## What is needed
Lay out the listing below as a two-column CSV with the header text,answer, one row per item. Put the item's wording in text and its answer in answer, each in a single quoted field, with line breaks replaced by spaces.

## Dataset rows

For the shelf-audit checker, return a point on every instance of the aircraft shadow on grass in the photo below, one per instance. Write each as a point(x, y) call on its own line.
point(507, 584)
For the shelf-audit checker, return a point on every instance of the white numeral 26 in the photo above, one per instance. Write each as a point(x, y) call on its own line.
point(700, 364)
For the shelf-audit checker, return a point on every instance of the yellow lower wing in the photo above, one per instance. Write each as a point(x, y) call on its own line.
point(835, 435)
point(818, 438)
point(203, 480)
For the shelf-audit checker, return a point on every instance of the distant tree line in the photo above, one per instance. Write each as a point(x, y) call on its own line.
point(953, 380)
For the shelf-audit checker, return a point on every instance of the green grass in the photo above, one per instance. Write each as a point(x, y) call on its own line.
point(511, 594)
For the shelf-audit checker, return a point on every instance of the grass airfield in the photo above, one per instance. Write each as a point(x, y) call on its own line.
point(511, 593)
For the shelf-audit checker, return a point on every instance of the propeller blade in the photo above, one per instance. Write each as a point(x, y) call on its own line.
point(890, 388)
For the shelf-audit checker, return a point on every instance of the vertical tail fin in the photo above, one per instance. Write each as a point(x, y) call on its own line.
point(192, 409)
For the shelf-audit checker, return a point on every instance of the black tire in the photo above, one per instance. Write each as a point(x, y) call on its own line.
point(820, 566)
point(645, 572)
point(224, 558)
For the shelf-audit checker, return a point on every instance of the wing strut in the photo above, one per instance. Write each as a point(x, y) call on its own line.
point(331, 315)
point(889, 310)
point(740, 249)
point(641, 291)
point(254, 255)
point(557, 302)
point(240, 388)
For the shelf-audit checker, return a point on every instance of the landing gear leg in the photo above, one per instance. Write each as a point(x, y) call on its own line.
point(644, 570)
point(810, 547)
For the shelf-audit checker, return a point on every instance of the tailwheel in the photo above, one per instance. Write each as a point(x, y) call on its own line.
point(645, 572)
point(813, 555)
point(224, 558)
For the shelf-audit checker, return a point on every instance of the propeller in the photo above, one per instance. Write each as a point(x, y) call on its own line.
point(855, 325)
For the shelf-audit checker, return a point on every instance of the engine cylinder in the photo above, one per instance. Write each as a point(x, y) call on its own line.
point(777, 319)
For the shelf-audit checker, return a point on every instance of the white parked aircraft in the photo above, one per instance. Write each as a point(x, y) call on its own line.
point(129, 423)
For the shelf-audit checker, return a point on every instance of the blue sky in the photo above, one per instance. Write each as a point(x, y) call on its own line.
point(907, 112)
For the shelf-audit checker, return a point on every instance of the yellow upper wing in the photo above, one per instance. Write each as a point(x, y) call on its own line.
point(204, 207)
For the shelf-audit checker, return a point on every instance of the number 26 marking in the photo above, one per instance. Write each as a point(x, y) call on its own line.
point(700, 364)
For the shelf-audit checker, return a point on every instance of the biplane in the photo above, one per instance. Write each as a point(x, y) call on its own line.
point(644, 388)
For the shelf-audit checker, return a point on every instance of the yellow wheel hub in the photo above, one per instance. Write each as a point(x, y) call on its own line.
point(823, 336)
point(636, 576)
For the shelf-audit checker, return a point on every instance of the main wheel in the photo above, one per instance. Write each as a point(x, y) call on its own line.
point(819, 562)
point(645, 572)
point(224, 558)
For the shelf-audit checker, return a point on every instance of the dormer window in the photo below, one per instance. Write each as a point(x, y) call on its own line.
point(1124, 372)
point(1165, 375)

## Written response
text,answer
"For the shelf-audit checker, return a point on every instance of the aircraft shadow on grass in the photo below, one per instance. Write each as a point(x, y) call on its own line.","point(507, 584)"
"For the shelf-audit checker, return a point on every instance of the white numeral 26 in the photo above, one per instance. Write each as a point(x, y) call on its own line.","point(700, 364)"
"For the shelf-audit checker, return a point on every instance of the yellow lower wing in the photo above, one per instance. Write each as a point(x, y) call on its own line.","point(835, 435) point(818, 438) point(203, 480)"
"For the shelf-audit checker, return a point on every instance of the distant tree line in the photo above, one per instance. Write each as a point(x, y) call on its own line.","point(953, 380)"
"For the shelf-audit checker, return a point on every instance of the green grass in the photo above, one per instance. Write each as a point(x, y) call on its own line.","point(511, 594)"
"For the shelf-audit checker, return a point on every instance of the grass airfield in the photo above, one per instance. Write each as a point(x, y) call on its own line.","point(511, 593)"
"For the shelf-audit checker, return a point on every instance of the propeller blade in the photo above, one per instance. Write each as a point(x, y) call on its own line.","point(890, 388)"
"For the shelf-audit checker, return a point on every instance of the vertical tail fin in the photo above, one per instance. Write each as a point(x, y) call on its own line.","point(192, 409)"
"For the shelf-audit checker, return a point on every instance of the black tire in the photo above, one per instance. Write each as a point(x, y) call on its own line.","point(820, 566) point(645, 572) point(224, 558)"
"For the shelf-audit checker, return a point on every instance of the wing strut in the photo above, one per instance. Write each as a point(x, y) call on its own line.","point(331, 315) point(889, 310) point(740, 249) point(641, 291) point(254, 255) point(557, 302) point(240, 388)"
"For the shelf-audit checker, return a point on every instance of the landing gear leg in the photo above, one per instance. Write each as a point(x, y) call on its own line.","point(644, 570) point(810, 547)"
"For the shelf-audit checker, return a point on every instance of the tailwheel in the photo above, one per instance. Write each as a point(x, y) call on its own line.","point(645, 572) point(813, 555) point(224, 558)"
"For the shelf-audit checker, return a point on every instance of the propeller in the photo above, one per instance. Write each as a point(x, y) call on its own line.","point(855, 325)"
"For the shelf-audit checker, return a point on every instance of the engine cylinder in the photo above, one per instance. Write each as a point(x, y) call on its own line.","point(777, 319)"
"For the shelf-audit checker, return a point on every instance of the white parked aircraft in the photo above, one per instance. Write each as a point(x, y) call on its own line.","point(129, 423)"
"For the shelf-audit checker, return a point on every instance of the blue sky in the photo above, one per instance. Write each as a point(x, y) call on its own line.","point(907, 112)"
"For the shelf-audit checker, return a point on every instance of the yellow upper wing in the photo above, one per instance. Write each as a point(x, y) call on its own line.","point(204, 207)"
"For the shelf-audit checker, return a point on every instance of the number 26 marking in the photo above, one per instance. Write each as a point(x, y) call on its own line.","point(700, 364)"
"For the shelf-audit checker, return a point on every instance of the biplane in the photo above, one per instance. Write each as a point(x, y) call on its own line.","point(644, 388)"
"For the shelf-audit checker, return a point on every instance of the yellow wheel hub in the photo above, one per instance. Write each as a point(x, y) call on its own line.","point(823, 336) point(636, 576)"
"For the shelf-audit checker, return a point on every instance of the main wheel in the photo above, one per instance. Write each as a point(x, y) call on its own line.","point(819, 562) point(645, 572) point(224, 558)"
"For the shelf-audit checker, return a point on every instance of the dormer window in the photo below, one per instance. Write each as a point(x, y) call on its own line.","point(1124, 372) point(1165, 375)"